— Selection —
+++++

AI/ML

Leverage what seems impossible and distant capabilities, to make it a reality and push the boundaries of our imagination in realizing what is possible within the technology field, with AI at its foundation.

"An old friend once told me something that gave me great comfort. Something he had read. He said that Mozart, Beethoven, and Chopin never died. They simply became music."

~ Dr. Robert Ford.

Projects

TensorFlow is an end-to-end open source platform for machine learning. It has a comprehensive, flexible ecosystem of tools, libraries and community resources that lets researchers push the state-of-the-art in ML and developers easily build and deploy ML powered applications.

Using TensorFlow's computer vision to recognize different items of clothing

overview

Computer Vision, often abbreviated as CV, is defined as a field of study that seeks to develop techniques to help computers “see” and understand the content of digital images such as photographs and videos.[1]

Objective

Create and train a computer vision model to recognize different items of clothing using TensorFlow on Google Cloud Compute Engine.

The goal is for the model to figure out the relationship between the training data and its labels. Once training is complete, you want your model to see fresh images of clothing that resembles your training data and make predictions about what class of clothing they belong to.

Key Concepts

  • Tensorflow
  • Computer Vision
  • Convolutional Neural Networks
  • TF.Keras
  • Neural Netoworks
  • Activation Functions
  • Model Optimizers & Loss Functions

Data Sources, Model Design, Compile, Trainng & Validation

Data Sources

This involved training a neural network to classify images of clothing from a dataset called Fashion MNIST. This dataset contains 70,000 items of clothing belonging to 10 different categories of clothing.

+++++

— What is asked —
According to the clothing-recognition page, how many items of clothing does the Fashion MNIST dataset hold, and in how many categories? Rely only on the clothing-recognition page for this.

+++++

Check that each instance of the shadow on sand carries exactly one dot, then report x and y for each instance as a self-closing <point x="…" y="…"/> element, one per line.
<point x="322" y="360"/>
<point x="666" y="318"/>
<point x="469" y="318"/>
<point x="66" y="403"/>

+++++

— Solution for this exercise —
It holds 70,000 items of clothing in 10 different categories.